◆ POTONGAN TEKS
● ● ●

Begini Cara Seorang Stoic Person Mencegah Kecemasan di Media Sosial, Cek Apakah Kamu Punya Sifat Stoicism?
Ilustrasi. Stoic personality (Stoicism). |
PEWARTA, LIFESTYLE - Dalam era yang dipenuhi oleh penggunaan media sosial yang meluas, kekhawatiran akibat eksposur berlebihan terhadap platform-platform ini semakin meningkat.
Stoicism, filsafat kuno yang menekankan kontrol diri dan ketenangan dalam menghadapi kehidupan, menawarkan pendekatan yang relevan dalam mengatasi dampak negatif dari penggunaan media sosial.
Artikel ini akan menjelajahi empat cara ala stoicism yang dapat membantu mencegah kekhawatiran yang timbul akibat penggunaan berlebihan media sosial.
Dari pengendalian diri hingga memprioritaskan refleksi pribadi, konsep-konsep stoic personality menawarkan solusi untuk mengatasi dampak negatif dan menjaga keseimbangan dalam penggunaan media sosial.

● ● ●

◆ DATA YANG DISEDIAKAN

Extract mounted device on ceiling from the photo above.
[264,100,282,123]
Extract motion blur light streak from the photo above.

● ● ●

◆ TUGAS YANG DIKERJAKAN
- 1) Salin persis bagian artikel tentang stoicism dan media sosial, mulai dari "Begini Cara Seorang" sampai ke "dari penggunaan media sosial.".
- 2) Menurut artikel tentang stoicism dan media sosial, apa yang ditekankan oleh filsafat kuno stoicism?

◆ JAWABAN PER TUGAS
- 1)
Begini Cara Seorang Stoic Person Mencegah Kecemasan di Media Sosial, Cek Apakah Kamu Punya Sifat Stoicism?
Ilustrasi. Stoic personality (Stoicism). |
PEWARTA, LIFESTYLE - Dalam era yang dipenuhi oleh penggunaan media sosial yang meluas, kekhawatiran akibat eksposur berlebihan terhadap platform-platform ini semakin meningkat.
Stoicism, filsafat kuno yang menekankan kontrol diri dan ketenangan dalam menghadapi kehidupan, menawarkan pendekatan yang relevan dalam mengatasi dampak negatif dari penggunaan media sosial.

- 2) Kontrol diri dan ketenangan dalam menghadapi kehidupan.